Christof and Louise Hoepler were invited by the allumini of Salzburg University to speak about the impact of Brexit on the UK wine industry last week at the Austrian Trade Commission in London. We adressed the many new issues facing the indusry alongside Lord Green (a former Chairman of HSBC Holdings plc and Minister of State for Trade and Investment) who discussed his views on ‘ Britain and the EU, new relationships’.
As a business that exports the majority of our production and who has been exporting to the UK for over 40 years, we have been heavily involved in helping increase the awareness of Austrian wine across the world and have witnessed the industry evolve over many decades.
It is not just Brexit
The export statistics of Austrian wine sold to the UK show that volume and value fell significantly in 2022 but caution is required in interpreting this. Firstly the numbers are small (£5.6mill fell to £3.5mill and volumes halved to 630,000 litres) and our guess is that the number is incorrect as wine was likely imported via a 2nd country, en route, which did not show up in the statistics. Drawing conclusions that Brexit was the cause is too simple and probably wrong. Fortunately our numbers to the UK were and are positive.
To fully understand the drivers in the industry it is neccessary to understand Brexit in context of all the other regulatory and fiscal challenges facing the UK drinks industry. Brexit brought additional logistical customs checks for wine imported to the UK from Europe, which should not have been too much of a challenge (wineries and importers are used to dealing with customs authorities across the world) but, in this case, the new rules charged a customs fee of around £135 per consignment. This benefits larger players who bring in containers of wine from a single winery. Wines from small and mid-sized wineries are usually sent in pallets and consolidated by logistic companies before crossing the channel. This means the fee on a single pallet of 100 cases costs £1.35 a case or 23p per bottle versus 3p per case or 0.5p per bottle for a container.
So the short answer is, in isolation, Brexit brought with it annoying but manageable costs that benefited the larger wineries and importers.

[Records from a point labeling set]
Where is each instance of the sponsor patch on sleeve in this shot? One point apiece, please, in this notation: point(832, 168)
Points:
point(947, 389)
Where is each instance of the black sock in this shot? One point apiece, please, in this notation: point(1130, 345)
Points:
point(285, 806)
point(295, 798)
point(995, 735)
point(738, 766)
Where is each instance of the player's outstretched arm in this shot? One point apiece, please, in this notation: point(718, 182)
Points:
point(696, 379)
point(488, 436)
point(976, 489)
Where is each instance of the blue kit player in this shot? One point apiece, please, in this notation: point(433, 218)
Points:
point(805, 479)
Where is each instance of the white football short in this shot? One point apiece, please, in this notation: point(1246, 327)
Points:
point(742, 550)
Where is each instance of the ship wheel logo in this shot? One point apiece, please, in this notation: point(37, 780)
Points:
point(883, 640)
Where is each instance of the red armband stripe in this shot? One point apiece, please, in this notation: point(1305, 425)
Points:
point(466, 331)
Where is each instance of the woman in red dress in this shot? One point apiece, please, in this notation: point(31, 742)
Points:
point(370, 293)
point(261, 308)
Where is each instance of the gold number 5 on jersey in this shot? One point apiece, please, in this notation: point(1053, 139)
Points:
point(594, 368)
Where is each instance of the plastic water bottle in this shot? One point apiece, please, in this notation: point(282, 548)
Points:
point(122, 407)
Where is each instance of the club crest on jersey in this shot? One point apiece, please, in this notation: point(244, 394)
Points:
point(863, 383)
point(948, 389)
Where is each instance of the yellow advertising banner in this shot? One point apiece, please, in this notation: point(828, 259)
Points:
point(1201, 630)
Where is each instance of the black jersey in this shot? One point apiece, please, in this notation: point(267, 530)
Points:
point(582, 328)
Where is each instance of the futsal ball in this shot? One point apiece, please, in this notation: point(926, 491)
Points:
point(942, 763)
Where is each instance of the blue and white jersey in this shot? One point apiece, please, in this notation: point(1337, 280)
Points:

**Prompt 1:**
Answer these from the article on Brexit and Austrian wine:
(a) Who spoke alongside Christof and Louise Hoepler at the Austrian Trade Commission in London?
(b) To what volume did Austrian wine sold to the UK fall in 2022?
(c) About how much was the new customs fee per consignment?
**Prompt 2:** Turn the paragraph of the article on Brexit and Austrian wine that begins "To fully understand the drivers" into a short bulleted list that keeps its main facts.
**Prompt 3:** According to the article on Brexit and Austrian wine, why does the new customs fee benefit larger wineries and importers? Answer in one to three sentences.

**Expected output 1:**
(a) Lord Green
(b) 630,000 liters (volumes halved)
(c) Around £135

**Expected output 2:**
- Brexit needs to be seen alongside the UK drinks industry's other regulatory and fiscal challenges.
- It added customs checks on wine imported to the UK from Europe, including a fee of around £135 per consignment.
- The fee favors larger players who import containers of wine from a single winery.
- Small and mid-sized wineries usually ship pallets that logistics companies consolidate before crossing the Channel.
- On a 100-case pallet, the fee comes to £1.35 a case (23p per bottle), versus 3p a case (0.5p per bottle) for a container.

**Expected output 3:** The fee is charged per consignment. Larger players bring in whole containers from a single winery, so the cost is spread to about 0.5p per bottle. Small and mid-sized wineries ship single pallets, where the same fee works out to about 23p per bottle.